__Exercise brief__
Reproduce all of the material below word for word, but omit the pictures.
★ ★ ★ ★ ★
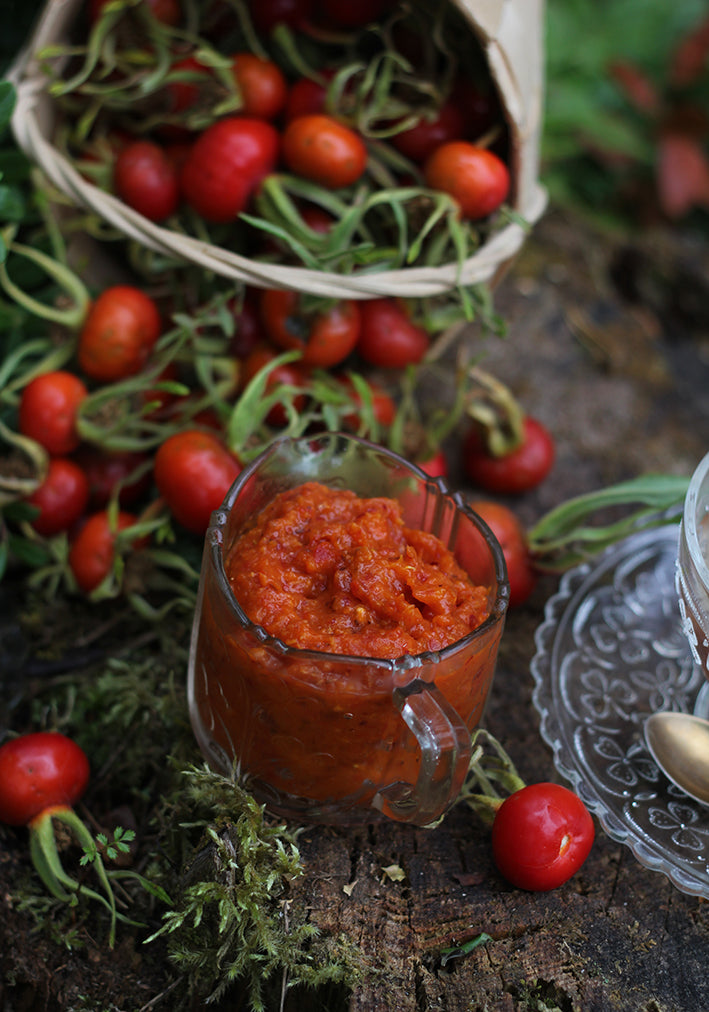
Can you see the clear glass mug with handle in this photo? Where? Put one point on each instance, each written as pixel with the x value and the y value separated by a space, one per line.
pixel 336 739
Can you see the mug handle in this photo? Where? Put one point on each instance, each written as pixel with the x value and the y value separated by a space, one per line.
pixel 445 756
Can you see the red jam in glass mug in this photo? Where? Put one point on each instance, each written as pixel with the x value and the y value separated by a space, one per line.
pixel 336 738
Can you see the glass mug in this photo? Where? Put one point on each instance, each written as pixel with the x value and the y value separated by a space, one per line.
pixel 692 569
pixel 332 739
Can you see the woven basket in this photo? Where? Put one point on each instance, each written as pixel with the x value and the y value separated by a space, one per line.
pixel 510 32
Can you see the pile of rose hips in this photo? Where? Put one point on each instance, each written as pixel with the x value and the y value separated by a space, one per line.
pixel 101 497
pixel 226 104
pixel 240 101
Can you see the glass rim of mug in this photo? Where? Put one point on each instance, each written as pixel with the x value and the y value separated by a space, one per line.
pixel 689 520
pixel 214 542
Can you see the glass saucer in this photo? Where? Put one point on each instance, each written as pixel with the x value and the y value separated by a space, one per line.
pixel 610 651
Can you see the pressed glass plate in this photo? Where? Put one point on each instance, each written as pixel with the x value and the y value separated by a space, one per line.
pixel 610 651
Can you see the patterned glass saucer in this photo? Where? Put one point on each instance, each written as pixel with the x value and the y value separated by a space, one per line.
pixel 610 651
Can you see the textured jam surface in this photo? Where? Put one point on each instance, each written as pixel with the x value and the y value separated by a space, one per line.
pixel 323 569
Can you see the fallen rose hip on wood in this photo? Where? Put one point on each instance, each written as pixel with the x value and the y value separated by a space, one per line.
pixel 37 771
pixel 541 836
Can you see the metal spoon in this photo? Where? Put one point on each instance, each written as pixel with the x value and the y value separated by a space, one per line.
pixel 679 744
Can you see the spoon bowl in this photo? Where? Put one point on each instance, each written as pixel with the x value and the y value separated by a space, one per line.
pixel 679 744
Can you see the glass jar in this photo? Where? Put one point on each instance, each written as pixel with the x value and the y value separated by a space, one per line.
pixel 337 739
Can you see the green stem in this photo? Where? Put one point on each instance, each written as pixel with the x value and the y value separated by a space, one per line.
pixel 563 536
pixel 42 848
pixel 66 278
pixel 456 951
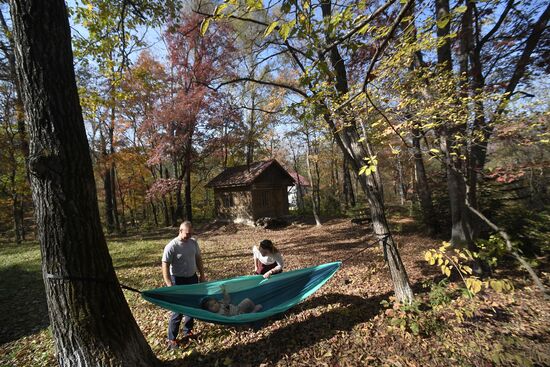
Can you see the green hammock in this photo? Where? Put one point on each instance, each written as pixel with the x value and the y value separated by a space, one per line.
pixel 276 294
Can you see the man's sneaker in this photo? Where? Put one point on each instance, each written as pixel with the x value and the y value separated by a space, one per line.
pixel 187 336
pixel 173 345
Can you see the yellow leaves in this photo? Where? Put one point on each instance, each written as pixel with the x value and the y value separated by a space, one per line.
pixel 473 284
pixel 286 28
pixel 204 26
pixel 219 9
pixel 446 262
pixel 270 29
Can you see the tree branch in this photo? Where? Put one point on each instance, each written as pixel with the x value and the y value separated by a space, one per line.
pixel 369 19
pixel 521 66
pixel 380 49
pixel 264 82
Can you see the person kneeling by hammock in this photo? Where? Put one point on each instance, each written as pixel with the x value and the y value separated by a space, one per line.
pixel 267 259
pixel 225 307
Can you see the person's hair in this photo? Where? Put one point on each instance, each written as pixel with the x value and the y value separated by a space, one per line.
pixel 268 245
pixel 205 301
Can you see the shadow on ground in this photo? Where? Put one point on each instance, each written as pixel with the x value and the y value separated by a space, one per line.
pixel 23 308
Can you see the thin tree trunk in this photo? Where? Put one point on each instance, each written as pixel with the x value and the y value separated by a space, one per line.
pixel 315 209
pixel 188 199
pixel 400 181
pixel 347 138
pixel 349 196
pixel 91 322
pixel 422 187
pixel 112 189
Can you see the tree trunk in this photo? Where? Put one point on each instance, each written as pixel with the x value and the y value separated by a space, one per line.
pixel 349 196
pixel 315 208
pixel 348 139
pixel 423 191
pixel 401 190
pixel 91 322
pixel 107 187
pixel 188 202
pixel 461 231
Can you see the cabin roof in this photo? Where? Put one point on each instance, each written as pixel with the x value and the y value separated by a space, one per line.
pixel 298 178
pixel 245 175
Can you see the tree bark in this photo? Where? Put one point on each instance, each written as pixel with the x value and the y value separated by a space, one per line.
pixel 349 196
pixel 315 207
pixel 423 191
pixel 91 322
pixel 348 139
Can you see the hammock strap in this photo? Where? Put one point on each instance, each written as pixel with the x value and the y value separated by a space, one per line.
pixel 88 279
pixel 382 238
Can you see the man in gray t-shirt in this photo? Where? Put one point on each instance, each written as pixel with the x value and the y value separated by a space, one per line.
pixel 181 260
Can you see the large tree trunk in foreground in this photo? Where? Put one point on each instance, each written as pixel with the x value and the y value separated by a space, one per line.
pixel 91 322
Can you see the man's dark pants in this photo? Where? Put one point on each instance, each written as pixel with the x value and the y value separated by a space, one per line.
pixel 175 318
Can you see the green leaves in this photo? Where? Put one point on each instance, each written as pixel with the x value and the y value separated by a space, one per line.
pixel 270 29
pixel 286 28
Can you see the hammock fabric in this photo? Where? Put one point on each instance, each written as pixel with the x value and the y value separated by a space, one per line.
pixel 276 294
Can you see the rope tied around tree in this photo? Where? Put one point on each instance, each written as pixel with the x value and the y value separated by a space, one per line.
pixel 88 279
pixel 382 237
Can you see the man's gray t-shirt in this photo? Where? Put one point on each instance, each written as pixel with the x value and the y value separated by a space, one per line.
pixel 181 255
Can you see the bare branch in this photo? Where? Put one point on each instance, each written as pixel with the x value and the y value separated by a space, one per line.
pixel 521 65
pixel 264 82
pixel 380 49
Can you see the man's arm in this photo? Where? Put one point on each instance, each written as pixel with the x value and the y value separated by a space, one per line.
pixel 166 274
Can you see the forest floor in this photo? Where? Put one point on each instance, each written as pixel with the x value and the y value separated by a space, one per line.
pixel 342 324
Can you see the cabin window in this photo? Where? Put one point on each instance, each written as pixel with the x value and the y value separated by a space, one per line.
★ ★ ★ ★ ★
__Answer for the task__
Can you see the clear glass mug with handle in this photo? Where? Put one point on each instance, each written as pixel with the x value and the y value separated by a space, one per line.
pixel 336 739
Can you see the mug handle in this photo? Where? Put one point on each instance, each written as pixel with the x value and the y value separated by a space, one per line.
pixel 445 756
Can you see the red jam in glass mug in this photo? Where? Put one point on each instance, each written as pixel with the x value and the y value separated by a space, one per line.
pixel 336 738
Can you see the glass mug in this photo? Where? Put one point on each instance, each written as pixel with the x value and the y value separated by a space, one per line.
pixel 692 569
pixel 332 739
Can you see the woven basket in this photo? Where? Put one point on each instance, each written as pixel with the x value and the y value separated by a space, one per line.
pixel 510 32
Can you see the pile of rose hips in this photo? Where? Put one point on each instance, each written as pixel with the x value and the y value separated by a space, one per line.
pixel 101 497
pixel 226 104
pixel 240 101
Can you see the glass rim of mug in this photo? Where? Put one point on each instance, each written as pixel with the x value and the y value separated by a space, one per line.
pixel 689 520
pixel 214 542
Can you see the glass saucer in this photo? Where? Put one point on each instance, each written as pixel with the x value and the y value separated by a space, one per line.
pixel 610 651
Can you see the pressed glass plate in this photo? Where? Put one point on each instance, each written as pixel with the x value and the y value separated by a space, one per line.
pixel 610 651
Can you see the patterned glass saucer in this photo? Where? Put one point on each instance, each written as pixel with the x value and the y value separated by a space, one per line.
pixel 610 651
Can you see the textured jam surface in this photo? Where? Put one point on each instance, each written as pixel with the x value and the y value separated by a space, one per line.
pixel 323 569
Can you see the fallen rose hip on wood in this photo? Where? Put one point on each instance, each written as pixel with the x value and the y value separated by a space, one per line.
pixel 37 771
pixel 541 836
Can you see the metal spoon in this photo? Where? Put one point on each instance, each written as pixel with the x value and the y value separated by a space, one per line.
pixel 679 744
Can you see the spoon bowl in this photo? Where? Put one point on each instance, each written as pixel with the x value and the y value separated by a space, one per line.
pixel 679 744
Can you see the glass jar in this photo? Where? Put one point on each instance, each written as pixel with the x value and the y value separated by a space, one per line.
pixel 337 739
Can you see the green stem in this photo? Where? Put one point on each instance, each written as pixel with the x value and the y value separated by a space, one per line.
pixel 563 536
pixel 42 848
pixel 66 278
pixel 456 951
Can you see the green hammock in this photo? Where? Put one point on each instance, each written as pixel with the x value and the y value separated by a space, one per line.
pixel 276 294
Can you see the man's sneaker in this photo? Where? Put one point on each instance, each written as pixel with the x value and the y value separated by a space, one per line.
pixel 187 336
pixel 173 345
Can you see the yellow leaves in this photo? Where? Put one point on each instance, each written as pixel with the x value and the y value separated by a space, one per line.
pixel 473 284
pixel 286 28
pixel 204 26
pixel 219 9
pixel 446 262
pixel 270 29
Can you see the tree branch in this photo? Where? Put one point on each instance, each written as pixel with the x value and the y value separated by a space, one per line.
pixel 369 19
pixel 521 66
pixel 380 49
pixel 264 82
Can you see the person kneeling by hammock in this photo? Where? Put one point on each instance, each written as pixel with the x value and the y value separated by a space, one per line.
pixel 267 259
pixel 225 307
Can you see the person's hair in this photo? Where? Put one point on each instance, each written as pixel with the x value and the y value separated by a space, one per line.
pixel 268 245
pixel 205 301
Can you see the shadow on ground in this photo? Where? Put one point on each instance, each written as pixel with the x value and the y value separated by a space, one per line.
pixel 23 308
Can you see the thin tree trunk in this photo? Where? Put one point on each instance, each written as pixel with the x value and the y value separated by a space, one per line.
pixel 315 209
pixel 188 199
pixel 400 181
pixel 347 138
pixel 349 196
pixel 91 322
pixel 422 187
pixel 112 189
Can you see the tree trunk in this photo? Where? Put one point on each instance, each written as pixel with the x value and the y value separated by a space, one per line.
pixel 349 196
pixel 315 208
pixel 348 139
pixel 423 191
pixel 401 190
pixel 91 322
pixel 107 187
pixel 188 202
pixel 461 231
Can you see the cabin roof in this photo? Where? Put one point on each instance, each written as pixel with the x value and the y value separated by a space, one per line.
pixel 298 178
pixel 245 175
Can you see the tree bark in this photo? Where? Put one point on each instance, each written as pixel with the x value and the y value separated by a space, one per line.
pixel 349 196
pixel 315 207
pixel 423 191
pixel 91 322
pixel 348 139
Can you see the hammock strap in this photo? Where? Put one point on each instance, each written as pixel with the x value and the y value separated by a space, one per line.
pixel 88 279
pixel 382 238
Can you see the man in gray t-shirt in this photo? Where? Put one point on each instance, each written as pixel with the x value and the y value separated by a space, one per line.
pixel 181 260
Can you see the large tree trunk in foreground in this photo? Where? Put one point on each instance, each written as pixel with the x value and the y value separated by a space, one per line.
pixel 91 322
Can you see the man's dark pants in this photo? Where? Put one point on each instance, each written as pixel with the x value and the y value separated by a space, one per line.
pixel 175 318
Can you see the green leaves in this photo? Where? Put one point on each instance, each written as pixel with the x value and the y value separated by a space, one per line.
pixel 270 29
pixel 286 28
Can you see the hammock fabric in this photo? Where? Put one point on each instance, each written as pixel with the x value and the y value separated by a space, one per line.
pixel 276 294
Can you see the rope tied around tree in this photo? Where? Put one point on each instance, each written as pixel with the x value and the y value separated by a space, one per line.
pixel 88 279
pixel 382 237
Can you see the man's gray t-shirt in this photo? Where? Put one point on each instance, each written as pixel with the x value and the y value separated by a space, one per line.
pixel 181 255
Can you see the bare branch in this photo? Where? Put one point on each instance, each written as pixel with the x value and the y value separated by a space, one per line.
pixel 521 65
pixel 264 82
pixel 380 49
Can you see the man's arm in this photo? Where? Put one point on each instance, each written as pixel with the x value and the y value separated by a space, one per line.
pixel 166 274
Can you see the forest floor in this photo? Where? Put one point on each instance, each written as pixel with the x value and the y value separated by a space, one per line.
pixel 342 324
Can you see the cabin window in this photo? Where? Put one point on each instance, each written as pixel with the x value and the y value separated by a space, one per line.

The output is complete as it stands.